GIVEN TASK: In the records below, give the stretch from the line containing "Can you find the front tire?" through the line containing "[[112, 263], [22, 226]]" as a JSON list of strings, one string per line, with blank lines left out.

Point labeling records:

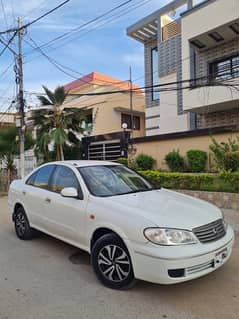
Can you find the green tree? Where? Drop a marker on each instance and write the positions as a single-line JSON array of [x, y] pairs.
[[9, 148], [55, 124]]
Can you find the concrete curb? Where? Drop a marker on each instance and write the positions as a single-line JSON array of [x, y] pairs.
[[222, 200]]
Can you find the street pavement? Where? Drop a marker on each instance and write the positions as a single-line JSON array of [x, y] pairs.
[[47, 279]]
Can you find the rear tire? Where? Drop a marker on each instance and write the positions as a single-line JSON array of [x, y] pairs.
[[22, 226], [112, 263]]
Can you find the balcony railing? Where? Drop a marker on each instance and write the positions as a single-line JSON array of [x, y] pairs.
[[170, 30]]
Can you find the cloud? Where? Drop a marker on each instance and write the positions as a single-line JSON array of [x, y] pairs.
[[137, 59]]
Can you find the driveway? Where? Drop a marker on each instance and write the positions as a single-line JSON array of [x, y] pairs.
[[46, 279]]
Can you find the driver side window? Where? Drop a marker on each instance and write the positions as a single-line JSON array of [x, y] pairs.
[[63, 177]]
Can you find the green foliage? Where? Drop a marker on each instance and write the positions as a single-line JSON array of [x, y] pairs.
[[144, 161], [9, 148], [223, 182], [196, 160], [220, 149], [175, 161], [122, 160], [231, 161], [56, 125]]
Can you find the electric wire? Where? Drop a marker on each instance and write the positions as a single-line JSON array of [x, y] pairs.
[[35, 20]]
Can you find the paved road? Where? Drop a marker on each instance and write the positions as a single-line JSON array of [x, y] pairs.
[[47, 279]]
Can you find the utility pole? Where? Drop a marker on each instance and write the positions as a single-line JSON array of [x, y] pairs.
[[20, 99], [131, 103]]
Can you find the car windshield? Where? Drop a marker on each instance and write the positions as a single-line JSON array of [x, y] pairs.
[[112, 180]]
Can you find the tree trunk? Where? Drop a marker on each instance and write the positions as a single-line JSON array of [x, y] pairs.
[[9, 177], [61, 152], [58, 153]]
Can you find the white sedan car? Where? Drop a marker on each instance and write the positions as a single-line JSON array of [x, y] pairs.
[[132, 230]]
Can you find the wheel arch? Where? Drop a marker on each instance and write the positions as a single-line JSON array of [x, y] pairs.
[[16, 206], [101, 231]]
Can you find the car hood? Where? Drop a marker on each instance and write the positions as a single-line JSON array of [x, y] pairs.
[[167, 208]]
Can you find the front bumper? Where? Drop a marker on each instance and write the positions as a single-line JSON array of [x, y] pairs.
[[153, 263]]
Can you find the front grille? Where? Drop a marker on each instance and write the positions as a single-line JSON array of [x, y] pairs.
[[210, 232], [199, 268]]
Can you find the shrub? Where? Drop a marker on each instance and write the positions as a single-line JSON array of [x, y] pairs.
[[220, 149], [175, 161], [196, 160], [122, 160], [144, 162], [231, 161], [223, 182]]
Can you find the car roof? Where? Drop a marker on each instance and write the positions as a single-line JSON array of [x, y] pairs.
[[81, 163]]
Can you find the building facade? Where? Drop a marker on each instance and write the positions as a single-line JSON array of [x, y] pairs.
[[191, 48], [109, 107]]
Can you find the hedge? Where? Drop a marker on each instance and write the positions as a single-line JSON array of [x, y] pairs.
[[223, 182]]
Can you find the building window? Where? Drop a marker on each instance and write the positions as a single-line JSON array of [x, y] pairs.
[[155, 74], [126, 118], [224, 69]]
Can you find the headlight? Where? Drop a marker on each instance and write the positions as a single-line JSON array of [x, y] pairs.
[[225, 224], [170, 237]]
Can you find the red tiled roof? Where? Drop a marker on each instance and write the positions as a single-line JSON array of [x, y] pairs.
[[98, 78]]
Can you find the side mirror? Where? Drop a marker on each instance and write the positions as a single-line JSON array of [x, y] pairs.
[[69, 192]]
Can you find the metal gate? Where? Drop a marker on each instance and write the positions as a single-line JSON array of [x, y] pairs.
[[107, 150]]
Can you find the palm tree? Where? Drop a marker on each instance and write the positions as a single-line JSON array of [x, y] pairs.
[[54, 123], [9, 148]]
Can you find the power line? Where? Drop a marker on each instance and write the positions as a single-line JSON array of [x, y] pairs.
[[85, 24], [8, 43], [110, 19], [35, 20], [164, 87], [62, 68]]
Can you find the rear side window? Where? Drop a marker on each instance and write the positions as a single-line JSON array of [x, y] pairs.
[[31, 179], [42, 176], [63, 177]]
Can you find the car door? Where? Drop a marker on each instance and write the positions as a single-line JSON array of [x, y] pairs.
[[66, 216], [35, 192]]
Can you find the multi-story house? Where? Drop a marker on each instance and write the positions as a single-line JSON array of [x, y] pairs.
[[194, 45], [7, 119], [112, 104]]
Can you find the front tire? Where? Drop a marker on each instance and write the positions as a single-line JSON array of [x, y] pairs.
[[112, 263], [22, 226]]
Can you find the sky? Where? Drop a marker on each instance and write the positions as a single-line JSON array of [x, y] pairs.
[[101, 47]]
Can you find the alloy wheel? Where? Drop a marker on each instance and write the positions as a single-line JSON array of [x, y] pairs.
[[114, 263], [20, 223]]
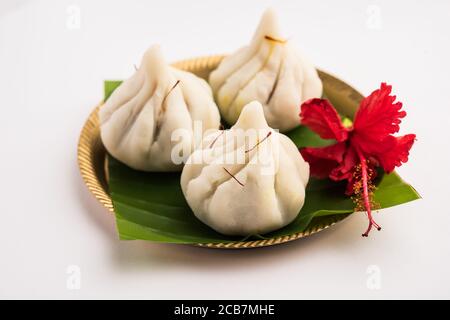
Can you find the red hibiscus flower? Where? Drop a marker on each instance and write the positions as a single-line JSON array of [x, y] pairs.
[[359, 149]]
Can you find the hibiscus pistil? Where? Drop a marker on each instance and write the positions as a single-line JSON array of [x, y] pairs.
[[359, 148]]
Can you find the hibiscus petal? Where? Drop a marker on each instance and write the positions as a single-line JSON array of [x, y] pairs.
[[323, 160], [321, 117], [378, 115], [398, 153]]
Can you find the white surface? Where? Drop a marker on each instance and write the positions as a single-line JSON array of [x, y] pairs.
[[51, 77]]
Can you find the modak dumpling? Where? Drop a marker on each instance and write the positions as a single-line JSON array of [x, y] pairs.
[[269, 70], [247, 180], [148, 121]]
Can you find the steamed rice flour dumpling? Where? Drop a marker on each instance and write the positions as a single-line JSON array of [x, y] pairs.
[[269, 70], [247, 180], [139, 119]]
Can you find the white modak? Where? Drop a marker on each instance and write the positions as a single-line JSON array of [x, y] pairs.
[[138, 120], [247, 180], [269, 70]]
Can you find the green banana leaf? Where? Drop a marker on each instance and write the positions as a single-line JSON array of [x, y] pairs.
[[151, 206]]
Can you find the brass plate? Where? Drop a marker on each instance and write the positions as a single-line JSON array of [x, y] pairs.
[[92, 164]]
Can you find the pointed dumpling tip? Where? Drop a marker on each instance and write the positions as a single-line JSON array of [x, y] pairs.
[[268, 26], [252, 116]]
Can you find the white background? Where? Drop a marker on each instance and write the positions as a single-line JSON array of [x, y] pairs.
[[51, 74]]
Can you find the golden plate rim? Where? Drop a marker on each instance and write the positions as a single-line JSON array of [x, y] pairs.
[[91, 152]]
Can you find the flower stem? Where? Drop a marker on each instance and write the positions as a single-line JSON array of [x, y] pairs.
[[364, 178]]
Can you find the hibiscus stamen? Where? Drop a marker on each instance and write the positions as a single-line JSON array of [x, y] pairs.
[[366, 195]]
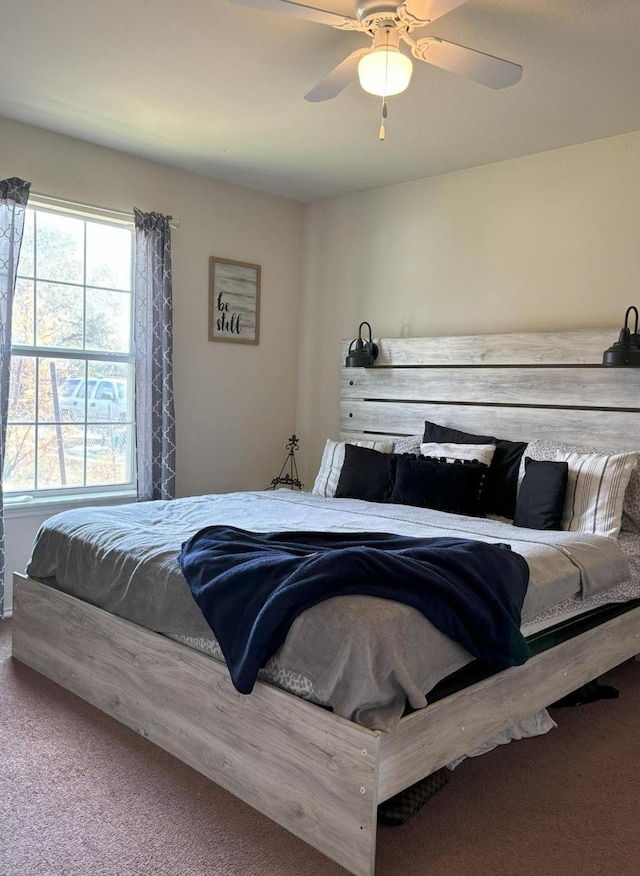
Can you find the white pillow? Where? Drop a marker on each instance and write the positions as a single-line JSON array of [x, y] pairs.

EXERCISE RESULT:
[
  "Can you find the front tire? Where? Drop a marker on each instance and write the positions as a single-line JSON array of [x, y] pairs.",
  "[[112, 263], [22, 226]]"
]